Excerpts of pointing data:

==========

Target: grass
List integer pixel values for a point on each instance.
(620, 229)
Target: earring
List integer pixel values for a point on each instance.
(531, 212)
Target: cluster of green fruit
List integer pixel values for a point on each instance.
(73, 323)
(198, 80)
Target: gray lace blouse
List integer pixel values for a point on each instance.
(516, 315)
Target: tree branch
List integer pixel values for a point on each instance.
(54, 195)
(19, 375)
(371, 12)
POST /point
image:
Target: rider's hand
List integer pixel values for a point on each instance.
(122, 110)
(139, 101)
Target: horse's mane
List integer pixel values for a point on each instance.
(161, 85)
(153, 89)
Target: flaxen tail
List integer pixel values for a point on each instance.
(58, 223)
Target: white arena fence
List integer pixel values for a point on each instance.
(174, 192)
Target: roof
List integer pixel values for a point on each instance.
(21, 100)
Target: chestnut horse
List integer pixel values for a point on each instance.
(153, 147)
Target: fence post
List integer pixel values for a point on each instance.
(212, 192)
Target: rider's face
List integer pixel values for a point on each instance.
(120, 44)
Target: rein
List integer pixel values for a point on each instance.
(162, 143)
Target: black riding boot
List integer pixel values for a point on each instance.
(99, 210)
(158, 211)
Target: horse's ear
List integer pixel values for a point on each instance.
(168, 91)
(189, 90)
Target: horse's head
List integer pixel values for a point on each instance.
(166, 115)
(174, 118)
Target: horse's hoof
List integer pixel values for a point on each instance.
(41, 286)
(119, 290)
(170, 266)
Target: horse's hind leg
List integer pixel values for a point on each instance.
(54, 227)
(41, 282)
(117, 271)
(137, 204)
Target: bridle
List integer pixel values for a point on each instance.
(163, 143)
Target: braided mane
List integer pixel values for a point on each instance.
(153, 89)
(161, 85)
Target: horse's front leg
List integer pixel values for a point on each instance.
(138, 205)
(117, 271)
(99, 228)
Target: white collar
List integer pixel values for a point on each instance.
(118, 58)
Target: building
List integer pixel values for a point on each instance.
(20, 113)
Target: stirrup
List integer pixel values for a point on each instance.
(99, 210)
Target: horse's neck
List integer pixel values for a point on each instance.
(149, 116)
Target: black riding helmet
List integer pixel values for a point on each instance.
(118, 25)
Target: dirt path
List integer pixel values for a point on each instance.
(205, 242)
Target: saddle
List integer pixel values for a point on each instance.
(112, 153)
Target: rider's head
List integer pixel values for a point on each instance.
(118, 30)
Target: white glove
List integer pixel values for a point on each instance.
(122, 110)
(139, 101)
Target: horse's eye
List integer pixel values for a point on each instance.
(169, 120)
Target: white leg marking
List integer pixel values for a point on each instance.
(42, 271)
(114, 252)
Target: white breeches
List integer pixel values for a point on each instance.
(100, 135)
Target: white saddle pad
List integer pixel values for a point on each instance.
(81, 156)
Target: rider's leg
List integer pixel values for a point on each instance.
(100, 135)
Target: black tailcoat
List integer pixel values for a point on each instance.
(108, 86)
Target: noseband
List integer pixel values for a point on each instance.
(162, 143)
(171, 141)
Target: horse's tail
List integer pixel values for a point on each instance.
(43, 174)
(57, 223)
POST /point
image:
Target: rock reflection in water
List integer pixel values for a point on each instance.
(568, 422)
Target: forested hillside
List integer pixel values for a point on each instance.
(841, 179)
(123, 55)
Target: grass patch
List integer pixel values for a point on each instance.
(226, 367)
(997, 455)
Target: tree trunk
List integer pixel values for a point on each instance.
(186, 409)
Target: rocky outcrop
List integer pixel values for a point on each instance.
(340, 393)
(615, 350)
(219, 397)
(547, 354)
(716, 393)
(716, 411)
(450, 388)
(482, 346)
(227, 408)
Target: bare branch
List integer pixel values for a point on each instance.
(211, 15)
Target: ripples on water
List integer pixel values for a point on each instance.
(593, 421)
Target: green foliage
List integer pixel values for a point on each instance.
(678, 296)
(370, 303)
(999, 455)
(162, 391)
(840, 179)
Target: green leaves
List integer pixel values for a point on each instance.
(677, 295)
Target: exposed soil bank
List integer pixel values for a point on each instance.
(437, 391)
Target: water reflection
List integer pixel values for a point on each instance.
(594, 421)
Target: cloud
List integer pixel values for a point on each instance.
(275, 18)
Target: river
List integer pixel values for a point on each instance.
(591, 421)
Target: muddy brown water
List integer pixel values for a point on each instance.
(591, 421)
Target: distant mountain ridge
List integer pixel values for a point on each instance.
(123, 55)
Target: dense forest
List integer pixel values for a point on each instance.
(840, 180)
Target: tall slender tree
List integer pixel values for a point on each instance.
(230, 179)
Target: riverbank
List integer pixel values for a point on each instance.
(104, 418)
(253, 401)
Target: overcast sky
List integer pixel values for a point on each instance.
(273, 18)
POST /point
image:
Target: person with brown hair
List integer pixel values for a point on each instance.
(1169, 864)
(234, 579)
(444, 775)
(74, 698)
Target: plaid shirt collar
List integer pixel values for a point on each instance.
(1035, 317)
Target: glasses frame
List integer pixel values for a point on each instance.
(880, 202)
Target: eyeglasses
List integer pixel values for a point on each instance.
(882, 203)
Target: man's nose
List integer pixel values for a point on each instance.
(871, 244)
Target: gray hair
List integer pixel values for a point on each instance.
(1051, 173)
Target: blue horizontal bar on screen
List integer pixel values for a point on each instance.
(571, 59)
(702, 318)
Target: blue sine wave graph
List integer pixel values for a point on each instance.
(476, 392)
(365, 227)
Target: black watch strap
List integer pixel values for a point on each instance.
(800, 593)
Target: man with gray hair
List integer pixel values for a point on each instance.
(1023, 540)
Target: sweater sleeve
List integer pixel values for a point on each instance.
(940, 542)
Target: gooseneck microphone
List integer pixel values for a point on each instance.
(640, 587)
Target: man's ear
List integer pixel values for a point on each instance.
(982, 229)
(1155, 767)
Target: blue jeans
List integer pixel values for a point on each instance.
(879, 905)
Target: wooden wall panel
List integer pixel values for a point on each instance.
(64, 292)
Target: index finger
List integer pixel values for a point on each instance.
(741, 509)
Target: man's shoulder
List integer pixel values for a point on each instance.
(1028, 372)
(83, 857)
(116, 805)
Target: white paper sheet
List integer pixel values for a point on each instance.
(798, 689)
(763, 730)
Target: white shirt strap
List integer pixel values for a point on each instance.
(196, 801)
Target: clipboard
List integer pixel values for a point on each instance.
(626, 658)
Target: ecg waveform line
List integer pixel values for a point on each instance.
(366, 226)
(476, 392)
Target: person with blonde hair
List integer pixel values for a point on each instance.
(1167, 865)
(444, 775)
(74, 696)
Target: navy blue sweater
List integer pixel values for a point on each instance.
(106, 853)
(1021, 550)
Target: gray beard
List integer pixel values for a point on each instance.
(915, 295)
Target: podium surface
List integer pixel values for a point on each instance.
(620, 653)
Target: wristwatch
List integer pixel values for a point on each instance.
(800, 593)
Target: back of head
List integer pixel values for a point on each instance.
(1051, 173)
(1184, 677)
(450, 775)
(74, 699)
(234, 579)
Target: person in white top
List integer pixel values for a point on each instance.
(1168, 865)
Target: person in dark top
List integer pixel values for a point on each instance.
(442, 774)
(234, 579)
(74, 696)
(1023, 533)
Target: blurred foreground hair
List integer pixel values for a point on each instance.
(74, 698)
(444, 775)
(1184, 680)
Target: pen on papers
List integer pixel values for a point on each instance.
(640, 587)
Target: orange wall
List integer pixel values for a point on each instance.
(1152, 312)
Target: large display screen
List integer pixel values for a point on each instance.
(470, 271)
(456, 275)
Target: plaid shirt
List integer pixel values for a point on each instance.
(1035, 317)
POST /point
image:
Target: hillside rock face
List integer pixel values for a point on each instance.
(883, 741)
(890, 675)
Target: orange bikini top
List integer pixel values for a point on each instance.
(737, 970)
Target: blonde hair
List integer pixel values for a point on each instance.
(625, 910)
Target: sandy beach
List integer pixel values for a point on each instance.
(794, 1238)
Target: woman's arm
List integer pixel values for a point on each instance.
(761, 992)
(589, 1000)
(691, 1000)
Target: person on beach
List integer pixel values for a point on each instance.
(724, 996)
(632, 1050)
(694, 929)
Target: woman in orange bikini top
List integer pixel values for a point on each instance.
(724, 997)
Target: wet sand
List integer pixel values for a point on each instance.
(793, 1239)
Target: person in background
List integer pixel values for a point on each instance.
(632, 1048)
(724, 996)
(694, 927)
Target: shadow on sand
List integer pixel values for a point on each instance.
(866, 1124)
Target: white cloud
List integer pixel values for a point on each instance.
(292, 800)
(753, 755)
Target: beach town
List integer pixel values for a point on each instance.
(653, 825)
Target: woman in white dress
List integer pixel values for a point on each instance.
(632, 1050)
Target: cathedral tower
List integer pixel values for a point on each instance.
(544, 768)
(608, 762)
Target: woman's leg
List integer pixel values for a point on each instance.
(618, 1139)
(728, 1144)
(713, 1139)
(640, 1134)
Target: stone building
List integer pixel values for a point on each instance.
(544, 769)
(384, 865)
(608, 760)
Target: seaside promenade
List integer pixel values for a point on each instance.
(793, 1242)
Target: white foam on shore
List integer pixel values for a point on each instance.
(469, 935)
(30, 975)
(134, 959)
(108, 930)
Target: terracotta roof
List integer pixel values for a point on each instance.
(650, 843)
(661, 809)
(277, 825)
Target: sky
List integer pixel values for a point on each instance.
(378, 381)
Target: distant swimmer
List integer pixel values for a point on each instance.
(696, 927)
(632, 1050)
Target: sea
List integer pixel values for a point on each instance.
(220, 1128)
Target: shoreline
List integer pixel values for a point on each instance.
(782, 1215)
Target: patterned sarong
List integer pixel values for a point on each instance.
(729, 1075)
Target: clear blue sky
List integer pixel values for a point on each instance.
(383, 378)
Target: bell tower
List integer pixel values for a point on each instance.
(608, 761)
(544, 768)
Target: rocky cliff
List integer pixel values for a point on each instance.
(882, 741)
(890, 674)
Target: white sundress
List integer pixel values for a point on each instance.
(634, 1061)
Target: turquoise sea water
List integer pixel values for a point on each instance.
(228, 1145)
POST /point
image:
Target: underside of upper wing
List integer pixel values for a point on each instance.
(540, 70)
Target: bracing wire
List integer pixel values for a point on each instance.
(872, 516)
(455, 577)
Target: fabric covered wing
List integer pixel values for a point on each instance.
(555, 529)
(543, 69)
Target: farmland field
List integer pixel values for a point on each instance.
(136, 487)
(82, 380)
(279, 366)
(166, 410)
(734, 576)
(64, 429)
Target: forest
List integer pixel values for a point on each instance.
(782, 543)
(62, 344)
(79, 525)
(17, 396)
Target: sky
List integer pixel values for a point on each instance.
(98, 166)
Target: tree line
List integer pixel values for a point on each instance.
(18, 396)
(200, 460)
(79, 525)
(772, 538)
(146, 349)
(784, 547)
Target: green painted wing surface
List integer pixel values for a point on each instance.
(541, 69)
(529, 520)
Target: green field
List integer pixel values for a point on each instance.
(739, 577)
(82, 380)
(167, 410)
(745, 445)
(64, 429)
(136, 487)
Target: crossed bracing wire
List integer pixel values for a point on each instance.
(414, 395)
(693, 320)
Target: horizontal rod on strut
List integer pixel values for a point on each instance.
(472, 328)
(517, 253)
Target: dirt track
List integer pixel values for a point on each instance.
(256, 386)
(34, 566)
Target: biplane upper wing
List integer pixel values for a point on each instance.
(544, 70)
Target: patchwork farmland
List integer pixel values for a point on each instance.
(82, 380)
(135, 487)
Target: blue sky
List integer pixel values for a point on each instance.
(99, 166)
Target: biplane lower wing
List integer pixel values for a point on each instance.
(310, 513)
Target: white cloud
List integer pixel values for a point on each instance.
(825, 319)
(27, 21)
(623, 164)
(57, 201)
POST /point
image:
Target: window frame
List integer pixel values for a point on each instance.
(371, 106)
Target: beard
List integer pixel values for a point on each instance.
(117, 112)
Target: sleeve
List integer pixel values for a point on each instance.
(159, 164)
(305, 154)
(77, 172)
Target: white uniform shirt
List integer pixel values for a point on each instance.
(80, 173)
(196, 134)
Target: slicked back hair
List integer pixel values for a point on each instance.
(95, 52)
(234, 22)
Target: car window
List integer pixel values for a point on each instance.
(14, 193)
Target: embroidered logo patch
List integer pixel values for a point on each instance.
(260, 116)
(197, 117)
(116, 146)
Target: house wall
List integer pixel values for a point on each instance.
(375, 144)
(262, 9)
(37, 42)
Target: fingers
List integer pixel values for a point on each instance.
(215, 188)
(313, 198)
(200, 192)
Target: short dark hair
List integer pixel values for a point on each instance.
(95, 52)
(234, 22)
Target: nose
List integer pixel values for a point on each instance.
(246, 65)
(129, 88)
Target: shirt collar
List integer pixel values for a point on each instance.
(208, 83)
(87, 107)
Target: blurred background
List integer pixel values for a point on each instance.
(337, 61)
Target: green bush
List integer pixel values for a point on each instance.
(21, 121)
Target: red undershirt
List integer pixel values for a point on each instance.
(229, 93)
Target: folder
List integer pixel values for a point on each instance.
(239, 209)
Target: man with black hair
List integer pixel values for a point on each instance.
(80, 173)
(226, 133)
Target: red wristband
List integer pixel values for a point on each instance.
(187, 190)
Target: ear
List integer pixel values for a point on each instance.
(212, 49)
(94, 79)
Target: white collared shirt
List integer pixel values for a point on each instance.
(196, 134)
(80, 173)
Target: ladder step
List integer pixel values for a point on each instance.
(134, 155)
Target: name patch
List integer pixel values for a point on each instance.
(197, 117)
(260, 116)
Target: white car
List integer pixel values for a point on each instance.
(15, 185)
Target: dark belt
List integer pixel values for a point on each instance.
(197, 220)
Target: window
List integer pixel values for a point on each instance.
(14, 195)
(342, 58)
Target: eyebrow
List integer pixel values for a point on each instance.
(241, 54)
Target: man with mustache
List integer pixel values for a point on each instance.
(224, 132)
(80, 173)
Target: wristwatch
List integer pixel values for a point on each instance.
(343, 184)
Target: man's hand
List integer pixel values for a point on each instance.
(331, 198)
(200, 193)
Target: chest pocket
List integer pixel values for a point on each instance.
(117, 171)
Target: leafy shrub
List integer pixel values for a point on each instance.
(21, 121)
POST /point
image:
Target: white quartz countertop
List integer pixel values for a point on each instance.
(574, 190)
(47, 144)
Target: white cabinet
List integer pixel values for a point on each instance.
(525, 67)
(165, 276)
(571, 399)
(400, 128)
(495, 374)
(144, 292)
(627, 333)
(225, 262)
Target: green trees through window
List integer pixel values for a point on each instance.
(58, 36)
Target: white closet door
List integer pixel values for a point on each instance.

==========

What is expected:
Return the line that contains "Target: eyebrow" along with every line after it through the end of the entries, exactly, adding nothing.

Result of this task:
Target: eyebrow
List integer pixel values for a point on each instance.
(241, 54)
Target: man with mustache
List integer pixel values for a point on each instance.
(224, 132)
(80, 173)
Target: wristwatch
List integer pixel values for a point on each instance.
(343, 184)
Target: man's hand
List integer pixel values for a point on each instance.
(331, 198)
(200, 193)
Target: chest pocket
List integer pixel values for a point on each instance.
(117, 171)
Target: leafy shrub
List integer pixel values for a point on each instance.
(21, 121)
POST /point
image:
Target: white quartz countertop
List integer pixel values for a point on each instance.
(574, 190)
(47, 144)
Target: white cabinet
List integer pixel values for a point on each instance.
(525, 67)
(165, 276)
(571, 399)
(400, 128)
(495, 374)
(144, 292)
(627, 333)
(225, 262)
Target: green trees through window
List integer pixel values for a point on each instance.
(58, 36)
Target: white closet door
List integer pixel values for a point on each instance.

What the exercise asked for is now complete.